= TASK DATA =
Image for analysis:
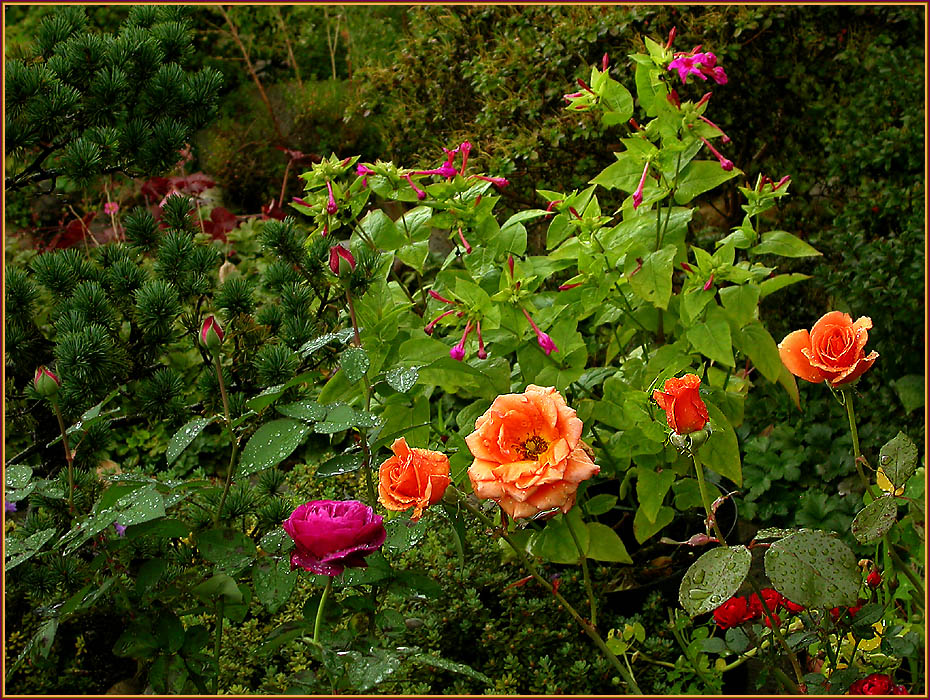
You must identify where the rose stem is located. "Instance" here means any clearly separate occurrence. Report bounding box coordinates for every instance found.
[213,351,239,525]
[691,452,727,547]
[842,389,924,608]
[447,486,642,695]
[52,398,74,515]
[565,513,597,627]
[313,576,333,644]
[213,597,226,695]
[747,576,804,685]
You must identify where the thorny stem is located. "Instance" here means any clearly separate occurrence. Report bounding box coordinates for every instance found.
[691,452,727,547]
[748,576,804,685]
[565,515,597,627]
[447,487,642,695]
[213,351,239,525]
[313,576,333,644]
[52,399,74,514]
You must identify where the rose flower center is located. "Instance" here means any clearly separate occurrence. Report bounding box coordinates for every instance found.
[517,435,549,459]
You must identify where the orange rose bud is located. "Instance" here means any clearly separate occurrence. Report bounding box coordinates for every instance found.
[465,384,600,519]
[652,374,710,435]
[778,311,878,387]
[378,438,449,522]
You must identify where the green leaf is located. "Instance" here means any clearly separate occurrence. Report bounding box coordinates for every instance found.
[197,528,255,574]
[765,530,860,608]
[630,245,678,309]
[238,418,310,478]
[697,400,743,486]
[316,452,365,478]
[358,209,407,251]
[165,418,216,465]
[878,431,917,489]
[759,272,811,299]
[636,467,675,523]
[191,574,242,604]
[384,367,420,394]
[4,528,55,571]
[850,496,898,544]
[678,545,752,617]
[675,160,743,204]
[633,506,675,544]
[736,321,783,382]
[339,348,371,384]
[588,523,633,564]
[749,231,822,258]
[276,399,326,423]
[685,304,736,367]
[252,558,297,615]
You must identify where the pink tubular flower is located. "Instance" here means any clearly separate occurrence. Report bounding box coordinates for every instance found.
[449,321,471,362]
[472,175,510,187]
[459,226,471,255]
[326,180,339,215]
[329,245,355,277]
[404,173,426,199]
[423,309,455,335]
[521,309,559,355]
[428,289,455,304]
[698,115,730,143]
[698,136,733,171]
[475,321,488,360]
[633,161,649,209]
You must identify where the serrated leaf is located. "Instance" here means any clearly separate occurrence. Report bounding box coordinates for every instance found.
[238,418,310,478]
[765,530,860,608]
[678,545,752,616]
[165,418,216,465]
[339,348,371,384]
[850,496,898,544]
[384,367,420,394]
[878,431,918,489]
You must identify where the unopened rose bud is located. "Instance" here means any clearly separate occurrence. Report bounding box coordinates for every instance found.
[200,316,224,352]
[33,365,61,399]
[329,245,355,278]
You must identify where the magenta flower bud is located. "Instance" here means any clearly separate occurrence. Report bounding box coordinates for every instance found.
[329,245,355,278]
[423,309,455,335]
[200,315,225,352]
[459,226,471,255]
[521,309,559,355]
[32,365,61,399]
[449,321,471,362]
[633,161,649,209]
[404,173,426,199]
[698,115,730,143]
[428,289,455,304]
[326,180,339,216]
[476,321,488,360]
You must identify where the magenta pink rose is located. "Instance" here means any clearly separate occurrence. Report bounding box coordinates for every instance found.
[284,501,387,576]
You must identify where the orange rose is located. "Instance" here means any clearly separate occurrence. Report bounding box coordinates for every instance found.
[378,438,449,522]
[652,374,710,435]
[778,311,878,386]
[465,384,600,518]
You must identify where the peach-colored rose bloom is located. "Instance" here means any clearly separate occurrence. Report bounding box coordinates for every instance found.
[378,438,449,522]
[465,384,600,518]
[778,311,878,387]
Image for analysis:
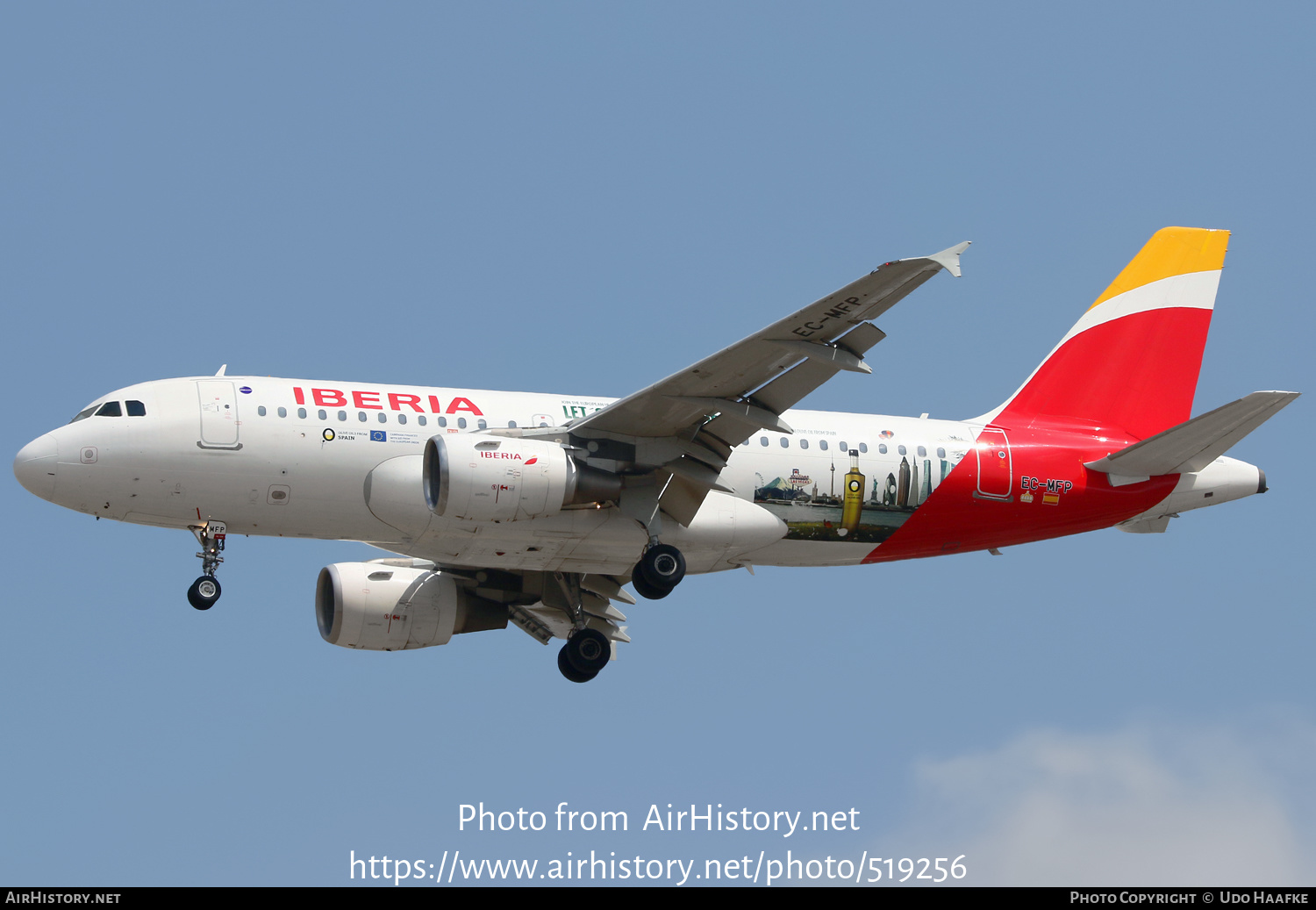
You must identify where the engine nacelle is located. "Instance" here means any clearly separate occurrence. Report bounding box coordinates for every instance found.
[316,562,507,650]
[424,434,621,521]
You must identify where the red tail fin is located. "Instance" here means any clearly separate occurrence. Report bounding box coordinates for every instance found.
[990,228,1229,439]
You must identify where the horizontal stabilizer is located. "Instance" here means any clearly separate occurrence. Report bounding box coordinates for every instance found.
[1087,391,1298,476]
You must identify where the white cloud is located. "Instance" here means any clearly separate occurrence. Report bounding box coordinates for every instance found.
[883,721,1316,885]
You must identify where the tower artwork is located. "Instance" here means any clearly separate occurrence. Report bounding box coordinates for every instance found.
[839,449,865,537]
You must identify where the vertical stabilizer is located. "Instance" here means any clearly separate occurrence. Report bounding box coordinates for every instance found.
[987,228,1229,439]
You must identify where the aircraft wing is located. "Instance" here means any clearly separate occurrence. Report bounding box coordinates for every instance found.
[555,241,969,524]
[570,242,969,445]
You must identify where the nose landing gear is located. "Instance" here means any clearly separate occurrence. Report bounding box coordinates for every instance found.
[187,521,226,610]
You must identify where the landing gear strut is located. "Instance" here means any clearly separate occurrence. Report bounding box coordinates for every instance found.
[631,542,686,600]
[187,521,226,610]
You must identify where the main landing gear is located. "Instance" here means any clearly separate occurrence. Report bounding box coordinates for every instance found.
[631,542,686,600]
[553,571,612,682]
[187,521,226,610]
[558,628,612,682]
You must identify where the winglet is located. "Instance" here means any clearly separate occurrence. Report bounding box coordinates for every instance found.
[923,240,973,278]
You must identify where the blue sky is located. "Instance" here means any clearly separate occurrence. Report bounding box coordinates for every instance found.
[0,4,1316,885]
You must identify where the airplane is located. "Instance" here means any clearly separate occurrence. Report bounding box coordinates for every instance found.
[13,228,1298,682]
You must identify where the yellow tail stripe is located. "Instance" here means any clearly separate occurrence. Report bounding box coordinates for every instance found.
[1089,228,1229,310]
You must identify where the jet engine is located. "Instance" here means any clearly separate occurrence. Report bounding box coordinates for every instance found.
[424,434,621,521]
[316,562,507,650]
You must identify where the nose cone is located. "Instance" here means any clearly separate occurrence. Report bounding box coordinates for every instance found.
[13,434,60,499]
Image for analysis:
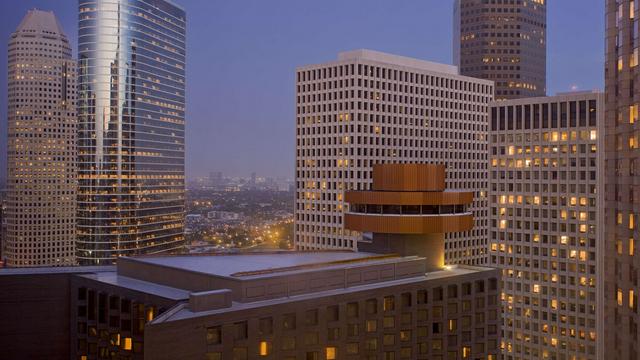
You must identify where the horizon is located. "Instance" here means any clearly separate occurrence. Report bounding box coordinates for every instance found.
[0,0,604,180]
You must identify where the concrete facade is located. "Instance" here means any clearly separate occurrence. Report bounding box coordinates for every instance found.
[295,50,493,265]
[489,92,604,360]
[603,0,640,360]
[453,0,547,100]
[3,10,77,267]
[0,250,500,360]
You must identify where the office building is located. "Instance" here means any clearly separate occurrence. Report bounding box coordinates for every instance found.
[295,50,493,265]
[453,0,547,100]
[489,92,604,360]
[77,0,186,265]
[344,164,473,269]
[3,9,77,267]
[0,251,500,360]
[0,164,500,360]
[603,0,640,360]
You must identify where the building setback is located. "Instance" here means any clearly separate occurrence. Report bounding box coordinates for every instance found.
[295,50,493,264]
[489,92,604,360]
[453,0,547,100]
[603,0,640,360]
[3,10,77,267]
[77,0,186,265]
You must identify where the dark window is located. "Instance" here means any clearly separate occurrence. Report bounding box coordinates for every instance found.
[578,101,587,126]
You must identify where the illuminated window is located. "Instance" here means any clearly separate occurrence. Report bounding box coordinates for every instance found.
[259,341,271,356]
[327,346,338,360]
[366,320,378,332]
[449,319,458,331]
[207,326,222,345]
[462,346,471,359]
[616,289,623,306]
[400,330,411,341]
[382,296,395,311]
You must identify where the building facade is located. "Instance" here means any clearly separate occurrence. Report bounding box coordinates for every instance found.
[3,10,77,267]
[295,50,493,264]
[0,250,500,360]
[604,0,640,360]
[489,92,604,360]
[77,0,186,265]
[453,0,547,100]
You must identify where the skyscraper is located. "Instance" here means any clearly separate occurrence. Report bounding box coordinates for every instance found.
[295,50,493,265]
[453,0,547,100]
[3,10,76,267]
[489,92,604,360]
[604,0,640,360]
[77,0,186,264]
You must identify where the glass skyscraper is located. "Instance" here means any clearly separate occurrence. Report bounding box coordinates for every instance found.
[77,0,186,265]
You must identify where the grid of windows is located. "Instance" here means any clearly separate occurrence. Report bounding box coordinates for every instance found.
[77,0,186,265]
[602,0,640,360]
[489,93,604,360]
[201,278,500,360]
[295,52,493,264]
[3,10,76,267]
[453,0,547,99]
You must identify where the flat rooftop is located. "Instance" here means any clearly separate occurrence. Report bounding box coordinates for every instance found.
[338,49,459,75]
[122,251,399,279]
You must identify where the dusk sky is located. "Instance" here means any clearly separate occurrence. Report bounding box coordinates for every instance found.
[0,0,604,178]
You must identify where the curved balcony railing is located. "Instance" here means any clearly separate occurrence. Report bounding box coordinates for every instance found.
[344,212,473,235]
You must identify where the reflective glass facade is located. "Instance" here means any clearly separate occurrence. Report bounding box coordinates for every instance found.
[77,0,186,264]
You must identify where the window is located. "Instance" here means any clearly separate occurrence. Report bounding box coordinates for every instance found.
[233,321,248,340]
[205,352,222,360]
[233,347,248,360]
[326,346,338,360]
[327,328,340,341]
[258,341,271,356]
[282,336,296,350]
[282,314,296,330]
[347,303,358,317]
[258,317,273,335]
[207,326,222,345]
[327,305,340,321]
[305,310,318,326]
[383,296,395,311]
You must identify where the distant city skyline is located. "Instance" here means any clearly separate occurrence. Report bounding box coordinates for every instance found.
[0,0,604,179]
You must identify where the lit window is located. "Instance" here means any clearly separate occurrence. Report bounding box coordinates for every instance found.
[616,289,623,306]
[327,346,338,360]
[122,338,131,350]
[259,341,271,356]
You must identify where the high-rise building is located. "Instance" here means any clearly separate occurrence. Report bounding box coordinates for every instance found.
[0,164,501,360]
[295,50,493,264]
[77,0,186,265]
[453,0,547,100]
[489,92,604,360]
[603,0,640,360]
[3,10,77,267]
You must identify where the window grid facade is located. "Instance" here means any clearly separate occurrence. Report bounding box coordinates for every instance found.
[453,0,547,100]
[295,51,493,264]
[77,0,186,265]
[3,10,77,267]
[489,93,604,360]
[604,0,640,360]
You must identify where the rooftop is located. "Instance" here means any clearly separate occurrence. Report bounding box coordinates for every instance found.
[16,9,66,40]
[338,49,458,75]
[123,251,398,278]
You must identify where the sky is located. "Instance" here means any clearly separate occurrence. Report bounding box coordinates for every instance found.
[0,0,604,178]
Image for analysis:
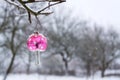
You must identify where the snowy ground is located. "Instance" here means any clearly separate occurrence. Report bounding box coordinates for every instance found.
[0,74,120,80]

= REQUIRED WORK =
Rewrite everything from the start of the items down to the line containing "[747,576,804,685]", changing "rose stem" to "flower stem" and leaving all else unchanged. Leave the pictures out of the answer.

= WRITTEN SOLUTION =
Image for analysis:
You must identify where the flower stem is located. "Instance" here means any clearly separate occurrence. Report bounding box coordinates for every instance found.
[213,351,239,525]
[691,452,727,547]
[842,389,924,608]
[447,486,642,695]
[52,398,74,515]
[565,513,597,627]
[313,576,333,644]
[213,597,226,695]
[747,576,804,685]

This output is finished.